-- Begin Listed entries --

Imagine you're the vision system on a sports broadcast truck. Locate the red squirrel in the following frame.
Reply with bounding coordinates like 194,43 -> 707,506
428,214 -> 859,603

-- End Listed entries --
-- Begin Listed entries --

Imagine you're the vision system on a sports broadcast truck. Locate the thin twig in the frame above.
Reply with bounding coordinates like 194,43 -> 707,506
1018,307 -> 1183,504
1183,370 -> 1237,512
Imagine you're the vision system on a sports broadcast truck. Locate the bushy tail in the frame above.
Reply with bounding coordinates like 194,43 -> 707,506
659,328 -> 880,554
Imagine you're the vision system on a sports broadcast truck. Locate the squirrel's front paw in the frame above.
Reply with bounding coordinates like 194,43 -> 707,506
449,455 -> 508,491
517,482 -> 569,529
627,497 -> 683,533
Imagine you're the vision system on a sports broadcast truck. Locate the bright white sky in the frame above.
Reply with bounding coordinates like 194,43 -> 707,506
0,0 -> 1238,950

-- End Listed entries --
-- Begin Listed entries --

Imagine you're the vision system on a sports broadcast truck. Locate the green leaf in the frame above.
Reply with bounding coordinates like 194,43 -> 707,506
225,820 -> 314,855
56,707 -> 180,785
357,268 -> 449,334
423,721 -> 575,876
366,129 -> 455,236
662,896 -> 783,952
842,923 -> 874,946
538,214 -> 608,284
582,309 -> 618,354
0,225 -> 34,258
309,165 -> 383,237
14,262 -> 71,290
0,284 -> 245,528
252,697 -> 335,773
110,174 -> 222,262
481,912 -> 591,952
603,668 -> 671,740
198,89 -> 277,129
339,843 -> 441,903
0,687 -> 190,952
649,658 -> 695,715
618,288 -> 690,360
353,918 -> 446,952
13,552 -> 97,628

-- End Listed entries --

## Set exercise
Output verbatim the lines of the records beginning with the line containing "tail in the frame above." and continuing through the line containing "0,0 -> 1238,950", including both of those lines.

## Exercise answer
Imagine you're the vision system on a sports broadcast truck. Locate the bushy tail in the frame above.
Reply with bounding coordinates like 194,43 -> 707,506
659,328 -> 880,554
Imagine you're the vision system on a sports broadcast truck. Locate the squirrel's front paw in the frame above.
Reply with bounding coordinates like 194,43 -> 707,506
449,455 -> 508,491
517,482 -> 569,529
627,497 -> 683,533
Imagine you're the vision system on a sports broadcast truck. Locate the bright white sky in the frame above.
Reply with bounding coordinates like 194,43 -> 707,506
0,0 -> 1238,950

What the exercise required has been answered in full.